** START **
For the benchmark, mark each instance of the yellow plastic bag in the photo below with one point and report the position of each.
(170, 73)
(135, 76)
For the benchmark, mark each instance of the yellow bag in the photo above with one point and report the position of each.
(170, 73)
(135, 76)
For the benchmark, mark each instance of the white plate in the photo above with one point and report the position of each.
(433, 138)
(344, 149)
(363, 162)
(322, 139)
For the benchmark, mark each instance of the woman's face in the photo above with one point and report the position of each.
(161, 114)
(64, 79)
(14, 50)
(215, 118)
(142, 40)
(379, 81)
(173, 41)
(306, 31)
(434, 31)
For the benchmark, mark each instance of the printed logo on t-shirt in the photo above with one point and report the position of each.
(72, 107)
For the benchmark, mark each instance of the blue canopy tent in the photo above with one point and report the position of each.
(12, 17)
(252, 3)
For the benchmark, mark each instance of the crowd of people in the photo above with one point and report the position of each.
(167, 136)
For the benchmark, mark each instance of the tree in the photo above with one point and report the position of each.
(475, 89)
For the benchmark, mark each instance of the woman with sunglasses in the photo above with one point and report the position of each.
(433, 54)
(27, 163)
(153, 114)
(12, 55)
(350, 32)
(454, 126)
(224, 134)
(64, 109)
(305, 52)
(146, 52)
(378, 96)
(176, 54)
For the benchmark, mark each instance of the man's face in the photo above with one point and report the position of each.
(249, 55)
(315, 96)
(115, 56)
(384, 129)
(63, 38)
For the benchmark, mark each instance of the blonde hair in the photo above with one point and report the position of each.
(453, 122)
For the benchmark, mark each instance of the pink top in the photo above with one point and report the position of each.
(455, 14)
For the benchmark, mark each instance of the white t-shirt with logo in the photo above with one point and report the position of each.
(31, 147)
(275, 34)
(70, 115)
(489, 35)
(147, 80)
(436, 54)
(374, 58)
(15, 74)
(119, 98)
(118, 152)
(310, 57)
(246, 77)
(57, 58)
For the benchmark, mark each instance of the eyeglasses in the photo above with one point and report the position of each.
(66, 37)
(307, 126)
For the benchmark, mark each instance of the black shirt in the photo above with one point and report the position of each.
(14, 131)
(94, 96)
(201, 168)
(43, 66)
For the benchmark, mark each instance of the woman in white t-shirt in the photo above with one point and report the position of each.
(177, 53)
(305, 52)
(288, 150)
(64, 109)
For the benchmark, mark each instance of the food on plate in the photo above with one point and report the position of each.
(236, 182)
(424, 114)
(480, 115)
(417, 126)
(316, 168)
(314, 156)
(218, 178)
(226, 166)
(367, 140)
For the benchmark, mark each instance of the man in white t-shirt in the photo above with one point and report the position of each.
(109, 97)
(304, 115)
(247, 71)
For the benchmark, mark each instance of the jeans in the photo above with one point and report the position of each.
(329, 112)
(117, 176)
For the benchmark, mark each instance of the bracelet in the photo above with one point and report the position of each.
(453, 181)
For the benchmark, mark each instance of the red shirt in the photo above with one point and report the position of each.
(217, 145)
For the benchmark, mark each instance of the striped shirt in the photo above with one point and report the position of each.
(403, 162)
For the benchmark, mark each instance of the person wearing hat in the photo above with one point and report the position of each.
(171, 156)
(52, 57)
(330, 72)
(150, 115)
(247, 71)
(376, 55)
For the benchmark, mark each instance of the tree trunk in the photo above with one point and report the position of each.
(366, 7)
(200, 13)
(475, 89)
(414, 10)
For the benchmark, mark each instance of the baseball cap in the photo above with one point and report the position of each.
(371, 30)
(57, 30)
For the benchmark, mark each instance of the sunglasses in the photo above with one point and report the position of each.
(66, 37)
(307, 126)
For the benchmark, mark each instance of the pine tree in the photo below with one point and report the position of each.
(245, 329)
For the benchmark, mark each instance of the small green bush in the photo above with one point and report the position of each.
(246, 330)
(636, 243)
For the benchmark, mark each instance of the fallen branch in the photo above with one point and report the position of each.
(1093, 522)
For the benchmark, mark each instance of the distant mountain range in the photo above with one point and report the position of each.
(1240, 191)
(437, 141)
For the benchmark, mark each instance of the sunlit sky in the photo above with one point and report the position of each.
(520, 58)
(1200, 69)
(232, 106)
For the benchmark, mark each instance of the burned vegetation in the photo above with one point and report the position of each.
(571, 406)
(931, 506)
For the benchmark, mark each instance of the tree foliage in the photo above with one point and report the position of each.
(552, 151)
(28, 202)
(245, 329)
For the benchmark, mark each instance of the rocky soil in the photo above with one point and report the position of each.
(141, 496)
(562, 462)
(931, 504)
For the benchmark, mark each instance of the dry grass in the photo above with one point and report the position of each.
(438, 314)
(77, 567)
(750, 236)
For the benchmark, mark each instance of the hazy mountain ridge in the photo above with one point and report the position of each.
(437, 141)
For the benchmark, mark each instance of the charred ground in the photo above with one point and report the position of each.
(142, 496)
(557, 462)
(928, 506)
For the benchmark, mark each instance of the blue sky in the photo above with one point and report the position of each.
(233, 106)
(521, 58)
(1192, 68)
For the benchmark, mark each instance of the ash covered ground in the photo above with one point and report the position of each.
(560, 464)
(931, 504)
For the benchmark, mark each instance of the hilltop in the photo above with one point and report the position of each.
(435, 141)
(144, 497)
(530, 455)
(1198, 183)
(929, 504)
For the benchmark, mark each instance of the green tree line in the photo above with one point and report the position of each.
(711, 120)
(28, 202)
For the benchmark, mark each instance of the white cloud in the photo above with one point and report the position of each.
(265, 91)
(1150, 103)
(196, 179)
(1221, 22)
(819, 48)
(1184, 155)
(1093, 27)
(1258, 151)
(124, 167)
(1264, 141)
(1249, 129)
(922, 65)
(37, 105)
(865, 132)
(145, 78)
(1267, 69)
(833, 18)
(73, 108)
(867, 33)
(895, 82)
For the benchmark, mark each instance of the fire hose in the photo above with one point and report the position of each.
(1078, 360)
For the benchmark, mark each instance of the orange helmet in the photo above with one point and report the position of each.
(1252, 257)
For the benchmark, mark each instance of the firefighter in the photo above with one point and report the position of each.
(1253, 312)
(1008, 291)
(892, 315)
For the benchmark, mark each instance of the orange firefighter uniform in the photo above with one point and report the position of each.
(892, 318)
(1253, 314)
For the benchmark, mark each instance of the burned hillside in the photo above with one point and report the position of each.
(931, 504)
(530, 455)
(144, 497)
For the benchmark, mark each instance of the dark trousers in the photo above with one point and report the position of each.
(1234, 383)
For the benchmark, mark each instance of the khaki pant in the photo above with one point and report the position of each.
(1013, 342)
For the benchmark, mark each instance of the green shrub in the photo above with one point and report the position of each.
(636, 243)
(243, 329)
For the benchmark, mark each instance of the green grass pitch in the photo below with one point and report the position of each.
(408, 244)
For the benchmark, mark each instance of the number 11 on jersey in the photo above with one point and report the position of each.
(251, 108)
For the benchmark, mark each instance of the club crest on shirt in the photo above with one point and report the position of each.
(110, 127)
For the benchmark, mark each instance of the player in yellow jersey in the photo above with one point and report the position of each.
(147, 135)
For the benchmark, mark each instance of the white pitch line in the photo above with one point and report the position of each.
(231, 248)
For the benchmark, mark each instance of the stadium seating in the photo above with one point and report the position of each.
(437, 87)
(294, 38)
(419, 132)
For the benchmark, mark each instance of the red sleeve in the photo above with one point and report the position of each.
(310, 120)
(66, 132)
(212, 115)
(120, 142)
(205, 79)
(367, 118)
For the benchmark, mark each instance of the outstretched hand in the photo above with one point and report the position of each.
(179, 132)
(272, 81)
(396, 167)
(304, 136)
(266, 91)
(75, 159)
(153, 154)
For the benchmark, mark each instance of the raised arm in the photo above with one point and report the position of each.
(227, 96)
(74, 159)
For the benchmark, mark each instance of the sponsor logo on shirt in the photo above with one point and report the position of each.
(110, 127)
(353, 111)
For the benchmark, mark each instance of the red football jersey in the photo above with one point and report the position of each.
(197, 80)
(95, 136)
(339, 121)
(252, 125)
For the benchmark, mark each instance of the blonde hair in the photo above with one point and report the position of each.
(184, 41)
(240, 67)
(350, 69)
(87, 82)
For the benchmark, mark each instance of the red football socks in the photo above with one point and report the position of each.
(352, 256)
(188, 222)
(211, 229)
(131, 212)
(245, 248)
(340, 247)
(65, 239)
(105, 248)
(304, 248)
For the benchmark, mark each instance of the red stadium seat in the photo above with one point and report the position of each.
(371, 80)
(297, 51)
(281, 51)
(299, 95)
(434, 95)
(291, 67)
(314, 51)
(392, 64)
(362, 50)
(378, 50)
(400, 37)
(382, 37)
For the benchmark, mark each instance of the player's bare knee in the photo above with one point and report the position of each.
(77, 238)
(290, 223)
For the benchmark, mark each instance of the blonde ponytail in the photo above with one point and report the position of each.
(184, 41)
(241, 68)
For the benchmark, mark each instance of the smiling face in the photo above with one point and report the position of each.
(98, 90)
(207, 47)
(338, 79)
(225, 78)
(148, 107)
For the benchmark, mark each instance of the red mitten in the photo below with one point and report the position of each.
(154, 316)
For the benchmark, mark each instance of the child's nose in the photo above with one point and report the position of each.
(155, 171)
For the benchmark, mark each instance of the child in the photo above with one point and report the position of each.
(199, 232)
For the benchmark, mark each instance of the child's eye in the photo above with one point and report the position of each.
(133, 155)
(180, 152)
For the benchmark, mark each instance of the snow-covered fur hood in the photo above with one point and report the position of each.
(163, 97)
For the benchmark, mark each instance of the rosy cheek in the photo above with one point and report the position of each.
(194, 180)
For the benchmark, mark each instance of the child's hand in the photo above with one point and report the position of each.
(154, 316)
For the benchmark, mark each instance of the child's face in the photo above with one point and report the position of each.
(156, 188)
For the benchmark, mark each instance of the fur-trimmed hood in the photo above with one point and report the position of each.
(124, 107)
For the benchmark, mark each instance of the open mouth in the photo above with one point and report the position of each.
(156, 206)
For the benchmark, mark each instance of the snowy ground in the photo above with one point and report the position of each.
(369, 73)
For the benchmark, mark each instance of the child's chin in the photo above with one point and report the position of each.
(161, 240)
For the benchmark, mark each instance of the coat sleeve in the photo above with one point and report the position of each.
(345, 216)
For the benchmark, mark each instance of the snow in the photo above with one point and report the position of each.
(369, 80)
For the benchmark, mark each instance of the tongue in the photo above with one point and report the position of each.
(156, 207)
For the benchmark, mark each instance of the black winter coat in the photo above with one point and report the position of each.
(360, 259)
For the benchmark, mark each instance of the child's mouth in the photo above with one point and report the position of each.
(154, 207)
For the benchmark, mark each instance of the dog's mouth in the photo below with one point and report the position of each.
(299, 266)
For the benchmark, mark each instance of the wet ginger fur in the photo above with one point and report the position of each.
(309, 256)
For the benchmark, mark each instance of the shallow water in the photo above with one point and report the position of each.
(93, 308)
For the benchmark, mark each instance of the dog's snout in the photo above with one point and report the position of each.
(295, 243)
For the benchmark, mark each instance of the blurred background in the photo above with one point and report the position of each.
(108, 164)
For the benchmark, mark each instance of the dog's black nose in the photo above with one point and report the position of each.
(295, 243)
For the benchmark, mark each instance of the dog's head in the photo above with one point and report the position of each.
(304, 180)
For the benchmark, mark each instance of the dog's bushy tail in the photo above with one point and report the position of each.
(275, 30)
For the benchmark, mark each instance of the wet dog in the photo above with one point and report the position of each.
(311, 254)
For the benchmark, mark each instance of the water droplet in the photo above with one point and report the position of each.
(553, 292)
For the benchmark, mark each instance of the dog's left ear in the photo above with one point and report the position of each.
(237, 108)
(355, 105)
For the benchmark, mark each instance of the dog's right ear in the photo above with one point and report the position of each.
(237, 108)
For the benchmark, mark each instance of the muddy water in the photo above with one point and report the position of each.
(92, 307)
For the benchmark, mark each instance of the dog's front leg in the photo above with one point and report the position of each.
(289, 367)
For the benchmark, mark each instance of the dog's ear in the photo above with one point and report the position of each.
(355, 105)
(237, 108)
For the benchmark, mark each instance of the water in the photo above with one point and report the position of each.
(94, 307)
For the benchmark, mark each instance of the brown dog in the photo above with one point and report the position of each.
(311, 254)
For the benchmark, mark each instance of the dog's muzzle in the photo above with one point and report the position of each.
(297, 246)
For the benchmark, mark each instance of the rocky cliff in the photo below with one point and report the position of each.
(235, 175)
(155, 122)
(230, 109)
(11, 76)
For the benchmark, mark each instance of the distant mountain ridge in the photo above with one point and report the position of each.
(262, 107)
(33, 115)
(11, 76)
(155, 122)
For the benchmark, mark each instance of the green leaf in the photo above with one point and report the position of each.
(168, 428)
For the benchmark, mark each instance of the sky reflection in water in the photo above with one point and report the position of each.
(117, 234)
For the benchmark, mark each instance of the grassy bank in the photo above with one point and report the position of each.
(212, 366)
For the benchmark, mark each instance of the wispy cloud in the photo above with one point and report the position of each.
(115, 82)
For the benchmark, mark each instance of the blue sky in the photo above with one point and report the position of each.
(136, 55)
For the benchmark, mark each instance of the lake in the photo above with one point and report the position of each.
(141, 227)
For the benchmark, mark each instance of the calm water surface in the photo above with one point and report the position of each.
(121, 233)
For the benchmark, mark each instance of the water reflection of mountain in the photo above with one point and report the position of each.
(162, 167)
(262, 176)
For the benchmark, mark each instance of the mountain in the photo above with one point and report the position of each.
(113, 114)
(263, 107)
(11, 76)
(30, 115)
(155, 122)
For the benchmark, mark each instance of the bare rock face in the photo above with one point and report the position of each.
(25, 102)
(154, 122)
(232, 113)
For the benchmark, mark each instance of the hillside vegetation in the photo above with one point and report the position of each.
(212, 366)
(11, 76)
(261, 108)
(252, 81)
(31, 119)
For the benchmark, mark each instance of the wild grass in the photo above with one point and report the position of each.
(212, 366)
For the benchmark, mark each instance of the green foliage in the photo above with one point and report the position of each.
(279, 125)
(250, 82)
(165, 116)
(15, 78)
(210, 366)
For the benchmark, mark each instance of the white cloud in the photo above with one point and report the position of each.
** END **
Task details
Rewrite the records from the line containing "For the benchmark, mark each instance of the green foliage" through the end of the records, swapping "instance" for "occurrence" and leaving everything else unchanged.

Expected answer
For the benchmark, mark each occurrence of the green foliage in the photo above with one point and report the position of each.
(279, 125)
(250, 82)
(165, 116)
(15, 78)
(210, 366)
For the benchmark, mark each occurrence of the white cloud in the photo above with one point and report the position of each.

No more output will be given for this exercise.